PASSAGE TO READ

------

The current crop of VR simulations on the market have moved towards solving the problem, but gaps remain. For one thing, the quality of these simulations tends to be low – think floating heads and hands and blocky bodies. Producing this type of content at scale is a tradeoff – realistic avatars often cost a lot to create and are heavy, meaning they won’t look as good in widely available headsets. But when trainees see patients and low-res blobs and themselves as just disembodied limbs, it creates a sense of distance, and in an era when empathy and good doctor-patient relationships matter, this type of training can feel counterproductive.

These are just some of the principles that animated Gabo Arora when he launched Lightshed.Health in collaboration with the Johns Hopkins Schools of Nursing and Medicine. An experienced VR creator who directed the groundbreaking piece “Clouds Over Sidra,” for the United Nations, Arora taught for several semesters at Johns Hopkins and met members of the nursing faculty who shared their complaints about the current state of teaching with him.

------

Image point grounding data

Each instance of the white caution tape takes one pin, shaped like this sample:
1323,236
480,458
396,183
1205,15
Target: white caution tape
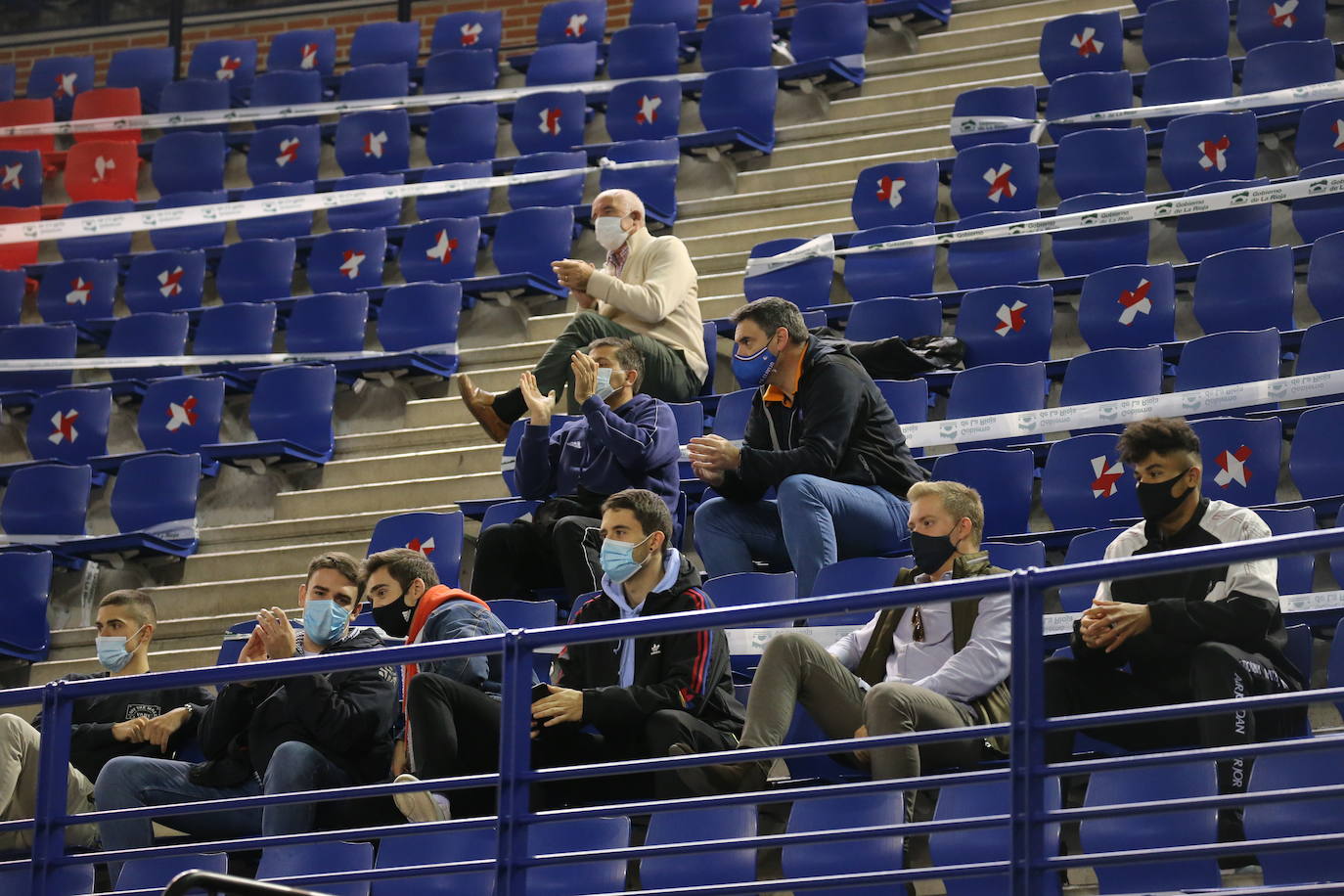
1152,209
222,212
963,125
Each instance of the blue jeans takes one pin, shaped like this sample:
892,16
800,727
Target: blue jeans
129,782
820,521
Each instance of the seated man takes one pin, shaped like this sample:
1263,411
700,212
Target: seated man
640,694
448,702
624,439
646,293
140,723
937,665
823,435
1191,636
302,733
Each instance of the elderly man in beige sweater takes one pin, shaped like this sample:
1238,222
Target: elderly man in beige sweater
646,293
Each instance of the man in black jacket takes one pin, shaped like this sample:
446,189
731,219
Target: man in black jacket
823,437
640,694
293,734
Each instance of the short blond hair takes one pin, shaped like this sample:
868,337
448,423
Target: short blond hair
957,500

------

EXERCISES TO COMPLETE
1. How would you render this sentence from the VR training passage in Spanish: "For one thing, the quality of these simulations tends to be low – think floating heads and hands and blocky bodies."
2. Answer these questions using the VR training passage:
(a) What two drawbacks of realistic avatars does it name?
(b) With which schools did Gabo Arora launch Lightshed.Health?
(c) What piece did Arora direct for the United Nations?
3. Can you write out the part of the VR training passage between "These are just" and "teaching with him.", inclusive?

YOUR RESPONSES
1. Por un lado, la calidad de estas simulaciones suele ser baja: piense en cabezas y manos flotantes y en cuerpos toscos y cuadriculados.

2.
(a) They often cost a lot to create, and they are heavy.
(b) The Johns Hopkins Schools of Nursing and Medicine.
(c) "Clouds Over Sidra."

3.
These are just some of the principles that animated Gabo Arora when he launched Lightshed.Health in collaboration with the Johns Hopkins Schools of Nursing and Medicine. An experienced VR creator who directed the groundbreaking piece “Clouds Over Sidra,” for the United Nations, Arora taught for several semesters at Johns Hopkins and met members of the nursing faculty who shared their complaints about the current state of teaching with him.